TASK DESCRIPTION =
For the listing below, give the count of lines containing the string "railing" and nothing else.

** Opening DATA FOR ANALYSIS block **

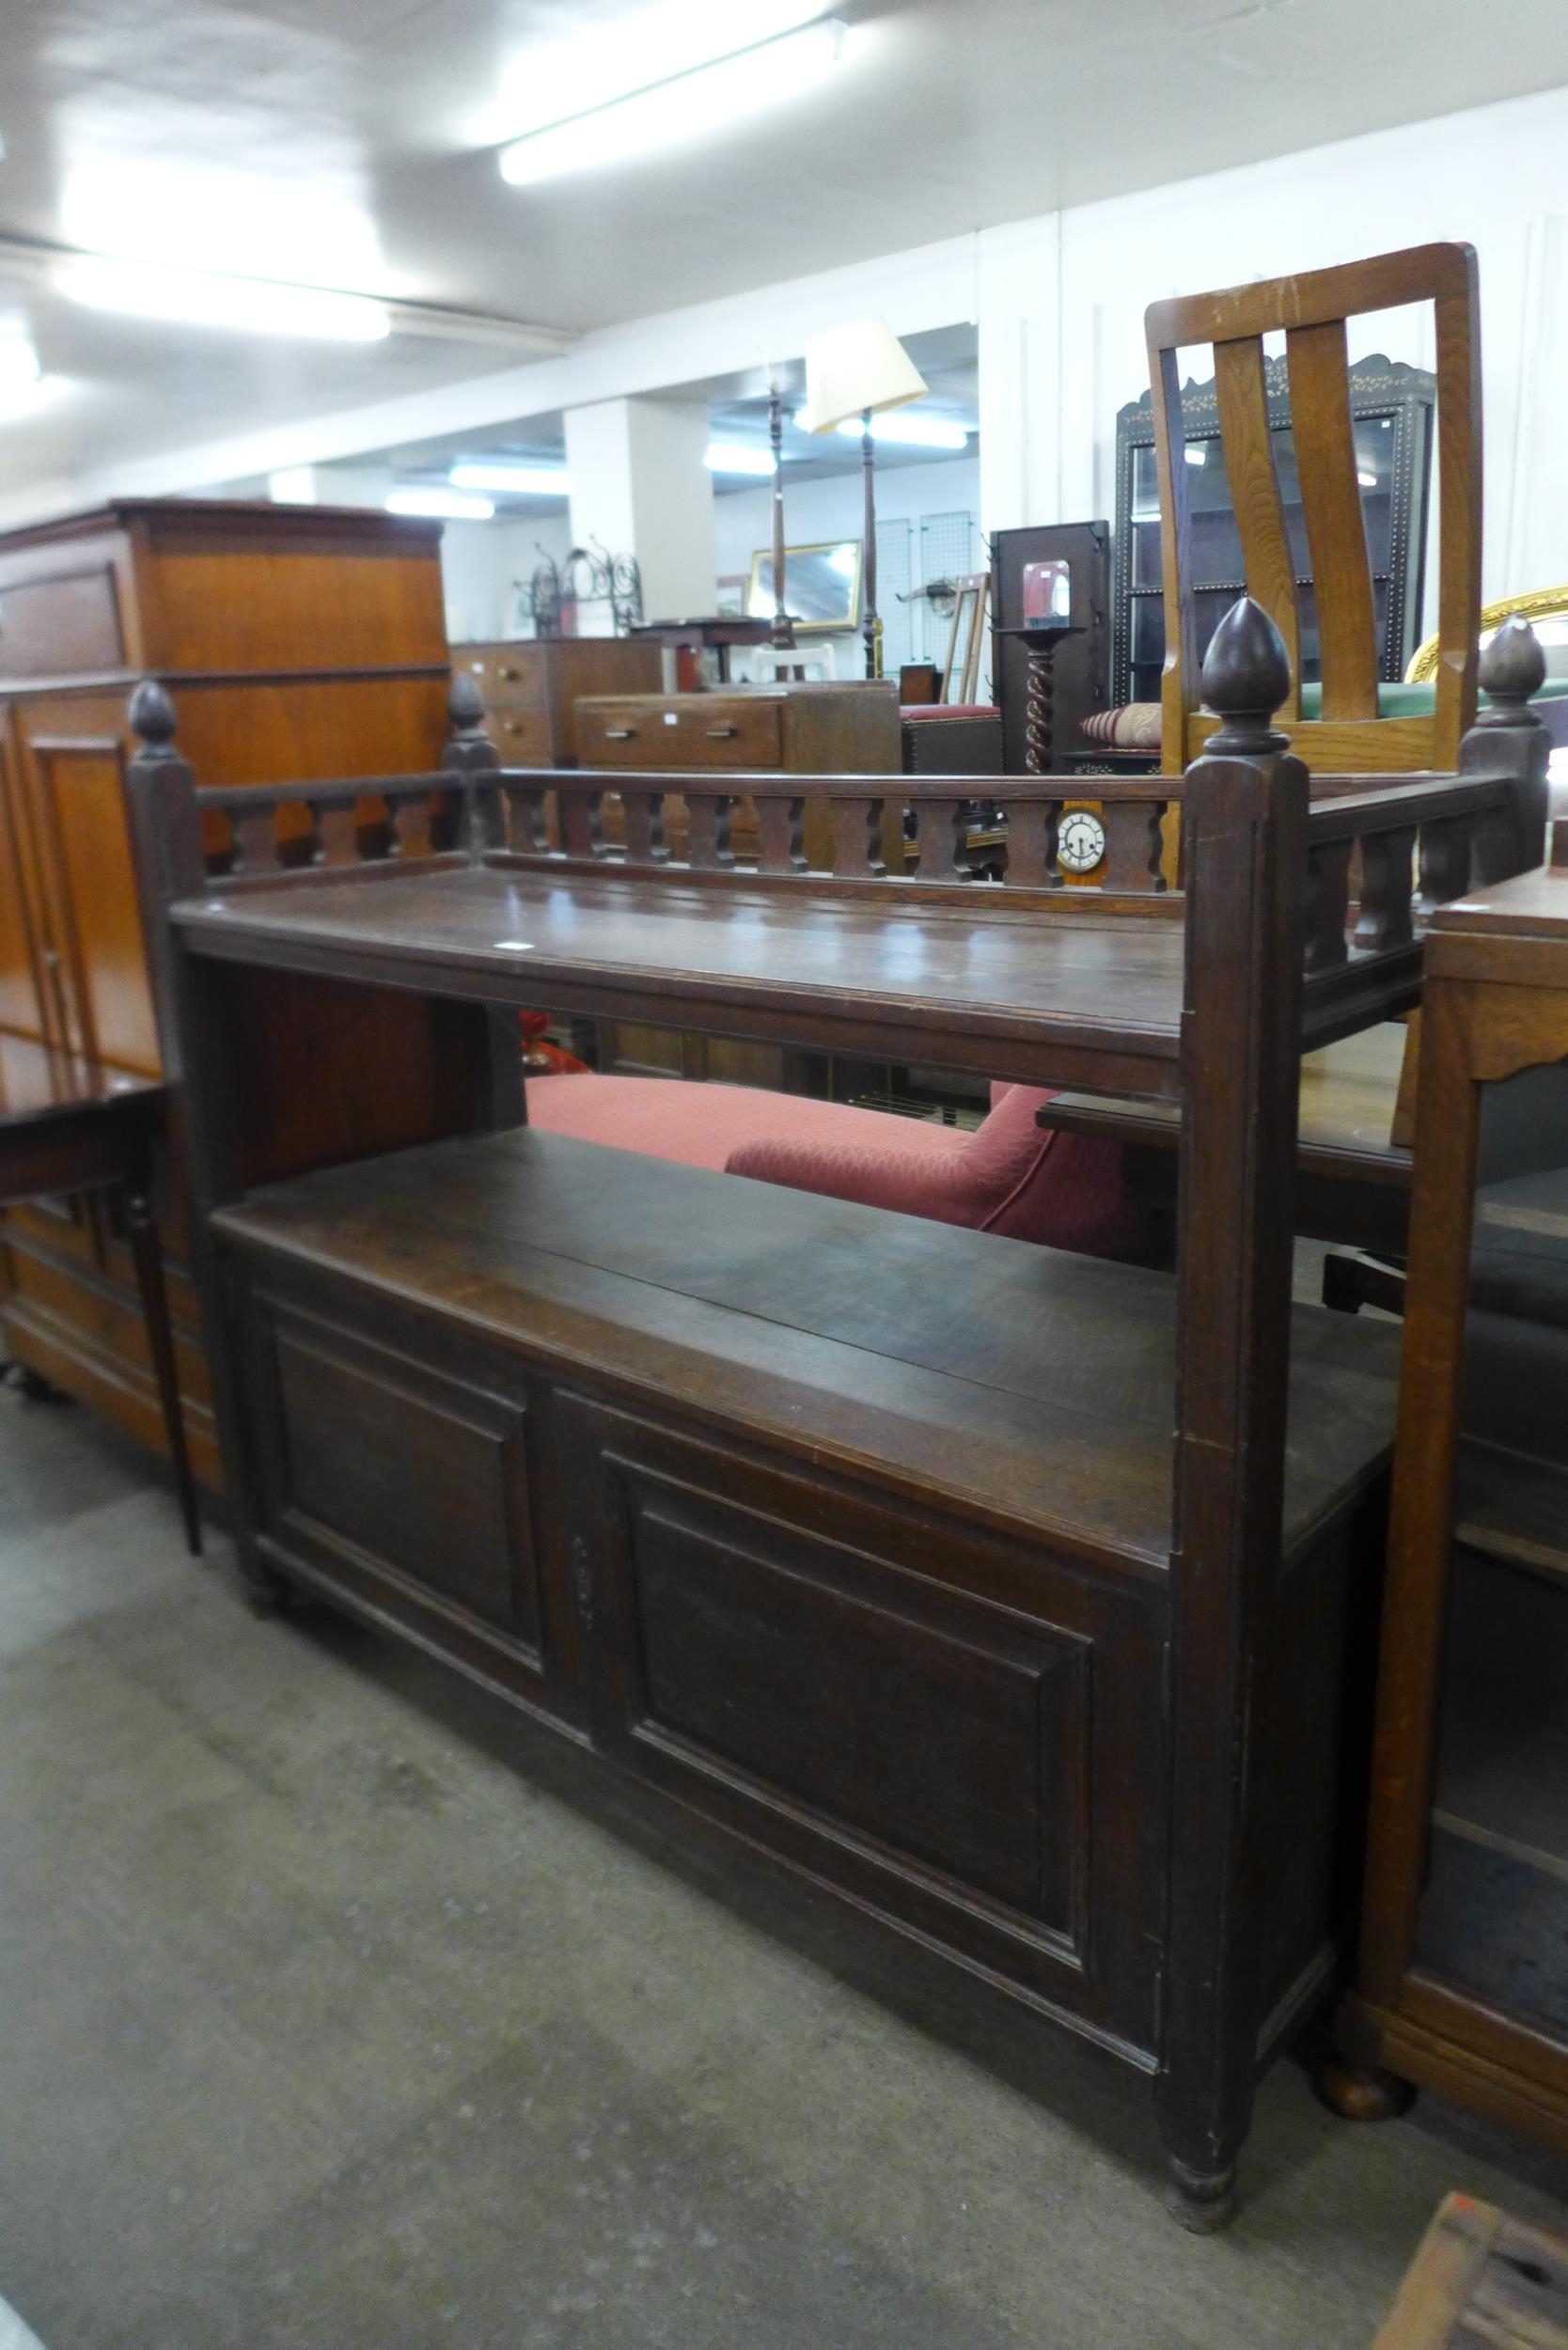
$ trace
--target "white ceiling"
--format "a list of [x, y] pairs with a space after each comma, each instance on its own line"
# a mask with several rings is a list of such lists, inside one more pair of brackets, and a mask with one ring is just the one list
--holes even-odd
[[[844, 0], [850, 53], [809, 94], [506, 186], [530, 47], [645, 4], [0, 0], [0, 236], [80, 237], [107, 166], [231, 267], [305, 224], [273, 274], [580, 332], [1568, 83], [1563, 0]], [[256, 194], [228, 218], [234, 175]], [[0, 494], [517, 359], [111, 319], [35, 276], [0, 258], [0, 330], [67, 383], [0, 424]]]

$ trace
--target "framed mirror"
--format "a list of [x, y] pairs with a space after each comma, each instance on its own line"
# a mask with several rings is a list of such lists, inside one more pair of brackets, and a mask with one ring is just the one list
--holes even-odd
[[[797, 634], [859, 627], [861, 556], [858, 539], [785, 548], [784, 602]], [[748, 619], [774, 617], [771, 547], [759, 547], [751, 558], [745, 609]]]

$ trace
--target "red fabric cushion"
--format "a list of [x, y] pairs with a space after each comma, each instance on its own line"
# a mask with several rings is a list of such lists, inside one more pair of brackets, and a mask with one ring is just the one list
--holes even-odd
[[[1126, 1198], [1121, 1146], [1037, 1126], [1035, 1112], [1050, 1096], [1033, 1086], [1011, 1086], [1001, 1094], [972, 1135], [954, 1137], [950, 1128], [916, 1124], [922, 1150], [891, 1150], [891, 1138], [881, 1134], [803, 1133], [744, 1143], [731, 1152], [728, 1170], [1051, 1248], [1141, 1256], [1143, 1219]], [[911, 1123], [870, 1115], [883, 1126]]]
[[747, 1143], [806, 1140], [819, 1149], [857, 1140], [927, 1157], [962, 1151], [969, 1140], [948, 1126], [926, 1126], [883, 1110], [813, 1102], [752, 1086], [695, 1085], [681, 1077], [538, 1077], [528, 1082], [528, 1122], [579, 1142], [640, 1151], [682, 1167], [723, 1169]]
[[692, 1085], [678, 1077], [544, 1077], [528, 1117], [546, 1134], [686, 1167], [896, 1208], [942, 1224], [1092, 1256], [1139, 1258], [1143, 1219], [1125, 1196], [1121, 1145], [1035, 1124], [1049, 1096], [994, 1086], [973, 1134], [841, 1102]]

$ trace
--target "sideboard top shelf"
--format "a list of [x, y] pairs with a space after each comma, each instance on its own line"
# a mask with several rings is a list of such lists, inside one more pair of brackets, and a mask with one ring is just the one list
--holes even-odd
[[172, 918], [228, 962], [1175, 1095], [1180, 921], [954, 895], [949, 912], [494, 863], [280, 879]]

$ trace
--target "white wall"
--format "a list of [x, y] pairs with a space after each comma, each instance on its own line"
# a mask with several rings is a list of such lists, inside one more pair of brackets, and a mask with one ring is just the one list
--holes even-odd
[[[987, 528], [1114, 513], [1116, 413], [1147, 388], [1150, 302], [1459, 238], [1481, 265], [1482, 592], [1568, 578], [1565, 153], [1555, 90], [983, 236]], [[1430, 367], [1430, 312], [1358, 323], [1352, 358], [1373, 351]]]
[[525, 522], [445, 524], [441, 578], [448, 642], [484, 644], [509, 634], [513, 583], [532, 577], [541, 550], [559, 563], [571, 544], [571, 530], [560, 510]]

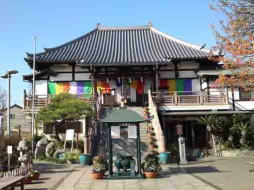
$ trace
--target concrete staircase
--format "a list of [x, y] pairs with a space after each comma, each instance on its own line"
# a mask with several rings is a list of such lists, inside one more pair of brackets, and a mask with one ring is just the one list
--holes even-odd
[[[113, 108], [103, 108], [101, 110], [101, 116], [111, 111]], [[143, 107], [127, 107], [127, 109], [137, 112], [143, 116]], [[107, 131], [105, 126], [100, 125], [98, 128], [98, 139], [97, 139], [97, 154], [107, 153]], [[140, 137], [141, 137], [141, 153], [142, 157], [148, 151], [148, 137], [147, 137], [147, 123], [140, 123]], [[113, 139], [113, 155], [117, 154], [131, 154], [136, 156], [136, 139]]]

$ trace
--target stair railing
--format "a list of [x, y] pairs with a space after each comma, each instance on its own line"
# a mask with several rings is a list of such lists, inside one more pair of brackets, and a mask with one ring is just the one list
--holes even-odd
[[159, 119], [158, 111], [157, 111], [157, 106], [153, 101], [151, 90], [148, 90], [148, 108], [149, 108], [151, 115], [153, 116], [153, 119], [151, 120], [151, 122], [152, 122], [152, 126], [154, 128], [155, 137], [156, 137], [157, 144], [158, 144], [158, 150], [160, 153], [165, 152], [166, 151], [165, 136], [164, 136], [162, 128], [161, 128], [160, 119]]

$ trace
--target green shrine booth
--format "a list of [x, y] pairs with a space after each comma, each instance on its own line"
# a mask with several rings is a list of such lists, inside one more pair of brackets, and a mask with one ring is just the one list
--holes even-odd
[[[135, 179], [143, 178], [141, 171], [141, 141], [139, 124], [147, 120], [141, 117], [135, 111], [128, 110], [124, 107], [113, 109], [104, 118], [100, 120], [103, 127], [107, 128], [107, 147], [108, 147], [108, 179]], [[119, 155], [113, 163], [112, 138], [120, 137], [120, 127], [127, 128], [136, 140], [136, 156]], [[133, 156], [133, 157], [132, 157]], [[114, 166], [117, 168], [114, 171]]]

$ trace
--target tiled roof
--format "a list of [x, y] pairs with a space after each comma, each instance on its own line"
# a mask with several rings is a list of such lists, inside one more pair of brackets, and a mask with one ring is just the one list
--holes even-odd
[[[152, 26], [97, 27], [55, 48], [36, 54], [40, 63], [79, 62], [94, 65], [165, 63], [166, 59], [204, 59], [199, 46], [183, 42]], [[28, 63], [32, 55], [25, 58]]]

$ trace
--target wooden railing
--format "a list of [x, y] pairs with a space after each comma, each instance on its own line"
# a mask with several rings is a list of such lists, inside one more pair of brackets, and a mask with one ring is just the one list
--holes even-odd
[[[92, 98], [85, 98], [84, 94], [79, 95], [73, 95], [74, 97], [91, 102]], [[51, 103], [51, 99], [54, 97], [54, 95], [37, 95], [34, 99], [34, 107], [35, 110], [39, 110], [42, 107], [46, 107], [48, 104]], [[31, 96], [25, 96], [24, 97], [24, 109], [25, 110], [31, 110], [32, 109], [32, 97]]]
[[152, 93], [158, 104], [166, 105], [225, 105], [228, 104], [225, 92], [159, 92]]
[[0, 178], [6, 178], [6, 177], [10, 177], [10, 176], [25, 176], [29, 173], [29, 171], [33, 169], [33, 165], [29, 164], [27, 168], [15, 168], [13, 170], [9, 170], [7, 172], [3, 172], [0, 174]]

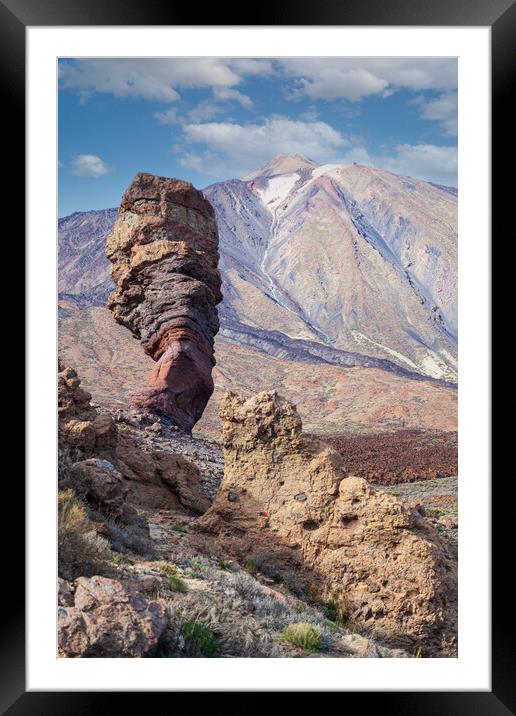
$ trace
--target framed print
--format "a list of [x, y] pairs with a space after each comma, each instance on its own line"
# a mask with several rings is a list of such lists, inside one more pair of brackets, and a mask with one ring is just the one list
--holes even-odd
[[514, 7], [0, 10], [28, 305], [4, 710], [511, 713], [489, 279]]

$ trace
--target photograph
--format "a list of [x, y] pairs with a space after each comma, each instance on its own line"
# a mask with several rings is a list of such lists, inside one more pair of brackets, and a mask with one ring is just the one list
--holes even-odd
[[58, 660], [457, 660], [459, 59], [342, 49], [56, 62]]

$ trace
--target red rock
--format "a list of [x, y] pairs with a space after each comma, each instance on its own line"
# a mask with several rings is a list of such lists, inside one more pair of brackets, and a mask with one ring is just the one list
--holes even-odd
[[106, 252], [117, 286], [108, 307], [156, 361], [132, 403], [189, 432], [213, 393], [222, 294], [212, 206], [187, 182], [137, 174]]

** Closing DATA FOR ANALYSIS block **

RESPONSE =
2